Exercise aim » The records that follow should be retyped word for word.

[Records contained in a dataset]
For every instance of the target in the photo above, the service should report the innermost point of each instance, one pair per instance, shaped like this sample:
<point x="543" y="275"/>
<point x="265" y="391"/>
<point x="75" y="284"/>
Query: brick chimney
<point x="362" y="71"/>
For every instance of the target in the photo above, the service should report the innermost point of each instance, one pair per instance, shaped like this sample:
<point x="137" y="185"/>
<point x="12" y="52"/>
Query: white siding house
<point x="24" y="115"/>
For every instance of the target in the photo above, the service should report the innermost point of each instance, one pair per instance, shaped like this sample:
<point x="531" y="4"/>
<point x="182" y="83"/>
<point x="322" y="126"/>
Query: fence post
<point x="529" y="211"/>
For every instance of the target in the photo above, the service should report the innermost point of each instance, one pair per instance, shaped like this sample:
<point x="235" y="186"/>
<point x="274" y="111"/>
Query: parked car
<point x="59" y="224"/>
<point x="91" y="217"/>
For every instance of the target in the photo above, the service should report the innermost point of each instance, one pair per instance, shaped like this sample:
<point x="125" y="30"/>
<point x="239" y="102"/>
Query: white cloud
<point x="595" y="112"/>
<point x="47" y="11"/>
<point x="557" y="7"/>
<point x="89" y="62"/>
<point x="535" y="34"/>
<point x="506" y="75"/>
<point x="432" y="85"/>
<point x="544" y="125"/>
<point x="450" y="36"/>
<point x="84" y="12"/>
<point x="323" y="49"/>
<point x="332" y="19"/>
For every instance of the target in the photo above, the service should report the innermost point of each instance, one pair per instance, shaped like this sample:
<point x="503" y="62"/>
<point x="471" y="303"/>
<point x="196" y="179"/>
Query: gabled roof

Your response »
For every instance of the target in the photo above, the service should report the innermost point of each instance, one pair per instance, shaped like this sample:
<point x="543" y="275"/>
<point x="265" y="391"/>
<point x="75" y="284"/>
Query: brick chimney
<point x="362" y="71"/>
For every instance of the target in the photo above, the service should report the innermost point of each instance, one pair per instance, shaped like this sample:
<point x="137" y="185"/>
<point x="12" y="52"/>
Query: white siding house
<point x="24" y="115"/>
For every instance of the target in the photo above, the service should report the innermost point of each instance, one pair per instance, shaped like this sample:
<point x="531" y="4"/>
<point x="182" y="83"/>
<point x="322" y="126"/>
Query: fence post
<point x="529" y="211"/>
For every instance of the target in the photo above, the service should report the innermost point of each instance, one pair per instance, shaped like this sample:
<point x="235" y="186"/>
<point x="274" y="111"/>
Query: parked car
<point x="59" y="224"/>
<point x="91" y="217"/>
For every instance of the target in the photo above, the service should report the innermost point of each instance, one pair per instance, shaped like this sample:
<point x="125" y="30"/>
<point x="239" y="102"/>
Query: white cloud
<point x="595" y="112"/>
<point x="47" y="11"/>
<point x="557" y="7"/>
<point x="89" y="62"/>
<point x="535" y="34"/>
<point x="506" y="75"/>
<point x="432" y="85"/>
<point x="544" y="125"/>
<point x="450" y="36"/>
<point x="84" y="12"/>
<point x="323" y="49"/>
<point x="332" y="19"/>
For every instance of the target in the photo above, the service should report the innermost point of each instance, one pair per instance, shaped like this sample:
<point x="503" y="62"/>
<point x="471" y="303"/>
<point x="196" y="179"/>
Query: gabled roof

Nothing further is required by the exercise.